#### What is asked
Copy every line of the entries below, starting at the line that has "Each instance of the metal" and continuing through the last entry, including the requests. In the answers, multiply each x and y coordinate by 0.2 and round to a whole number, rounding halves up. Leave the numbers in the requests and in their format samples unchanged.

#### The records
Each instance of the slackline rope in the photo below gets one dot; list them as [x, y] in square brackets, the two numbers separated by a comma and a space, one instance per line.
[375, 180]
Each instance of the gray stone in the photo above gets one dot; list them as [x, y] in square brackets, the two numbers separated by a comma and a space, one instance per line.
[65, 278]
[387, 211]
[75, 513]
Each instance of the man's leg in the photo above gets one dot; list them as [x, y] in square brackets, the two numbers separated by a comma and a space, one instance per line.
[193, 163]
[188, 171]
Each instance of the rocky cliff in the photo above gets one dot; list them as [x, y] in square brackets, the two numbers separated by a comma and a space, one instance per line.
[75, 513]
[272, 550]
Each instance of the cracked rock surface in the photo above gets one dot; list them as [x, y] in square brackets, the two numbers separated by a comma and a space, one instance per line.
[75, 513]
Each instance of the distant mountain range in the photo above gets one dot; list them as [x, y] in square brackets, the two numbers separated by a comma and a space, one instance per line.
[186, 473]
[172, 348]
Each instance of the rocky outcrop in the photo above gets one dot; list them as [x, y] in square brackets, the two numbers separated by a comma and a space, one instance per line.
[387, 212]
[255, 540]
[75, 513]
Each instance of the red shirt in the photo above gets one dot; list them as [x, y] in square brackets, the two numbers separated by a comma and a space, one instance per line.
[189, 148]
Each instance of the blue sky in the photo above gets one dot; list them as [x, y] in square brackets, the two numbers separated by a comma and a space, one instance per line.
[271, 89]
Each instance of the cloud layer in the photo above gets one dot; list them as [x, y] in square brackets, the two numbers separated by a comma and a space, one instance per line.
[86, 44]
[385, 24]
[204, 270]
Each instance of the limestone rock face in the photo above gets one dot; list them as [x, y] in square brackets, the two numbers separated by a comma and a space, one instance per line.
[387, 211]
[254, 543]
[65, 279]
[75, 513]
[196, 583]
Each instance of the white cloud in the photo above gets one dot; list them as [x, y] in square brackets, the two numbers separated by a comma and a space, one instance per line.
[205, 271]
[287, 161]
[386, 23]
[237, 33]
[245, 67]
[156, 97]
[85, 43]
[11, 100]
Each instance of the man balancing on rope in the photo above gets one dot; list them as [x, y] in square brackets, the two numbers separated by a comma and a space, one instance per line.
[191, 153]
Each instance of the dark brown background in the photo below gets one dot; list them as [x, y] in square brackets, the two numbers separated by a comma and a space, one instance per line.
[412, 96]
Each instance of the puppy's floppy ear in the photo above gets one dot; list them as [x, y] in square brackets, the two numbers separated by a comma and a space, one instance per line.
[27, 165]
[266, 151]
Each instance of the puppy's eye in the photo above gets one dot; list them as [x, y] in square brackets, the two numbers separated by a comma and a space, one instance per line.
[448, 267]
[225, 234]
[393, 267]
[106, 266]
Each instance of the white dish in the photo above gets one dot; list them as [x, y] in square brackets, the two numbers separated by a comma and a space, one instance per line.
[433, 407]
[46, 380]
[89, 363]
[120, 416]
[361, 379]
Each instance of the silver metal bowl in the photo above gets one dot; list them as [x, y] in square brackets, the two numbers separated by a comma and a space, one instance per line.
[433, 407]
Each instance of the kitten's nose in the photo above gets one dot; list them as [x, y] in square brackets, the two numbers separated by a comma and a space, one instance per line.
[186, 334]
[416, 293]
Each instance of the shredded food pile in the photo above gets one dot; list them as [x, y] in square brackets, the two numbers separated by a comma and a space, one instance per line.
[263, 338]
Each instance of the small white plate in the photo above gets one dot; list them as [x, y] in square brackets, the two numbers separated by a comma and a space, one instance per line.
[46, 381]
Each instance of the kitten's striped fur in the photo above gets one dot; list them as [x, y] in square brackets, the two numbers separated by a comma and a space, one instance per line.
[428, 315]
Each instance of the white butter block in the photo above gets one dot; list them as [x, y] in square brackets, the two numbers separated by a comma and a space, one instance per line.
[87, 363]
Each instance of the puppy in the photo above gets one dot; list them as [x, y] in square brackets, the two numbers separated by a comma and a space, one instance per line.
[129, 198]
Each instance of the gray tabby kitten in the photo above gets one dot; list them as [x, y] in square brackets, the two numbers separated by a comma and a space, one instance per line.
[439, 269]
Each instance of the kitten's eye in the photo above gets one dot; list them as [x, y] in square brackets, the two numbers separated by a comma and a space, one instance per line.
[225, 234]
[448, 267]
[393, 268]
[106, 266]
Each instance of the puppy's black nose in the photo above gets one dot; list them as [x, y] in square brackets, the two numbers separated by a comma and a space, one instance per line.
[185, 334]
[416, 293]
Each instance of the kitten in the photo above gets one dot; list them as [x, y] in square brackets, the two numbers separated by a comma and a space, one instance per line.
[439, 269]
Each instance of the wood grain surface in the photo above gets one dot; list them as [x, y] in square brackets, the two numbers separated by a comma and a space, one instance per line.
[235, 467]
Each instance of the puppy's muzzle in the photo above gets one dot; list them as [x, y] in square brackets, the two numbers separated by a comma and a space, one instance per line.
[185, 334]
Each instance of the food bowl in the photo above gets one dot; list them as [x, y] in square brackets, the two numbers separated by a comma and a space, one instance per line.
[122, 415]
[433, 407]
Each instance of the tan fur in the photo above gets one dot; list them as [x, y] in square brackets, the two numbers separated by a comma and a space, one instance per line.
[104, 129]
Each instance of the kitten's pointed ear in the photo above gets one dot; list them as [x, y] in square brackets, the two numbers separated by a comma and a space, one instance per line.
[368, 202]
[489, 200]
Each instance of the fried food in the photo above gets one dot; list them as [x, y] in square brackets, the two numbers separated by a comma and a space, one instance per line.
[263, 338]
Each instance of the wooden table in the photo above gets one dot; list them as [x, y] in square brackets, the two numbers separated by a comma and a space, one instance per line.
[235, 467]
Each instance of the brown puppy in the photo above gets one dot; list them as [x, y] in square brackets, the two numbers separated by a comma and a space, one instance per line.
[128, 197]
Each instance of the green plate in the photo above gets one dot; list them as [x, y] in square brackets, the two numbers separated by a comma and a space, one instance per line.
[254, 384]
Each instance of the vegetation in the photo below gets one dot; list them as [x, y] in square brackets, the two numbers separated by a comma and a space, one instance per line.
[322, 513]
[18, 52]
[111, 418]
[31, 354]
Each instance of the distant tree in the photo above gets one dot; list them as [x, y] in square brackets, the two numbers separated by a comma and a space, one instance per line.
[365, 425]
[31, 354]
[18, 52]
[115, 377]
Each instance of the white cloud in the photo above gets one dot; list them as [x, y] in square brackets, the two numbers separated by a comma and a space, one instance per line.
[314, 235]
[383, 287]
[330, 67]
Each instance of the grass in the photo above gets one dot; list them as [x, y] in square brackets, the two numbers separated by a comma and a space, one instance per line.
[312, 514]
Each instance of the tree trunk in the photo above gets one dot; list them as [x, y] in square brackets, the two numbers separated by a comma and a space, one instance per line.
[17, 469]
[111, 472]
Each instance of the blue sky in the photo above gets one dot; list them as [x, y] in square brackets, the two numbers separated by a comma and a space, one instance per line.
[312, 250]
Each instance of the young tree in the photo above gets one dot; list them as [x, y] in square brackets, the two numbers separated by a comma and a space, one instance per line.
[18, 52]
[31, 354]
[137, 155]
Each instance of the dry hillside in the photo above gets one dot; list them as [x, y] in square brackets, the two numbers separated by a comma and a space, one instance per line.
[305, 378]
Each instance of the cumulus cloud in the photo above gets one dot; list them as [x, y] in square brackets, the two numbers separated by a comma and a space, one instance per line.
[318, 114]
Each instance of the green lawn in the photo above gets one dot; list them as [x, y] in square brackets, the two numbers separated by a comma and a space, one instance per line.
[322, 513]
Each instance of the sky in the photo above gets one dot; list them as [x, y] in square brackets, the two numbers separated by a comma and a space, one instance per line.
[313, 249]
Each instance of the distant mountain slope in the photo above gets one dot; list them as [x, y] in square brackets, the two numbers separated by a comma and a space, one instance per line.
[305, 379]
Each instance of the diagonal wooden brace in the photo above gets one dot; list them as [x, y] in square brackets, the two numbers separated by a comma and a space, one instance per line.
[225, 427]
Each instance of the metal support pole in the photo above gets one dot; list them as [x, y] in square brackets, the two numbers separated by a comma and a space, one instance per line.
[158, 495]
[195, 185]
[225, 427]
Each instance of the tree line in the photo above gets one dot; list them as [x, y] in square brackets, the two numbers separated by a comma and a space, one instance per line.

#### Task output
Each instance of the metal support pole in the photo above gets one dot; list them as [x, y] in square brackets, the two numbers separated by a comma and a space, one instance per line.
[32, 99]
[39, 37]
[45, 85]
Each instance of the tree line in the photo above gets one dot; list them as [x, y] in square brackets, the two numbers separated by a comma and a space, one instance per line.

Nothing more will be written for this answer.